EXCERPT:

The documents described the property alleged to have been stolen as “31 United States Postal Money Orders, things of value of the United States”, but contained no allegation of their value. The Fifth Circuit held that the criminal defendant’s conviction of escaping from custody after being arrested for a felony charge had to be reduced to one of escaping from custody after being arrested on a misdemeanor charge in view of the lack of proof of the value of the property alleged to have been stolen.
Moreover, the Fifth Circuit stated the following with regard to the amount of proof necessary to establish escape from custody on account of a felony charge: “In the case before us, the indictment was silent as to the nature of the offense leading to the custody, and the criminal court did not charge the jury at all on the point. There was only a passing hearsay reference to a felony arrest during the course of trial, hardly enough to constitute a basis for a jury finding of guilt beyond a reasonable doubt, particularly when the jury was not even instructed on the point. The proof was sufficient to prove, at most, escape from custody on account of a misdemeanor charge”.

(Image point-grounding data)

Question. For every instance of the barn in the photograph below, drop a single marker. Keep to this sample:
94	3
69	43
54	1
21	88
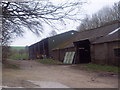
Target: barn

ACTIVITY:
Please reproduce the part of the Fifth Circuit excerpt word for word, starting at the words "The documents described" and stopping after "have been stolen.".

ANSWER BOX:
The documents described the property alleged to have been stolen as “31 United States Postal Money Orders, things of value of the United States”, but contained no allegation of their value. The Fifth Circuit held that the criminal defendant’s conviction of escaping from custody after being arrested for a felony charge had to be reduced to one of escaping from custody after being arrested on a misdemeanor charge in view of the lack of proof of the value of the property alleged to have been stolen.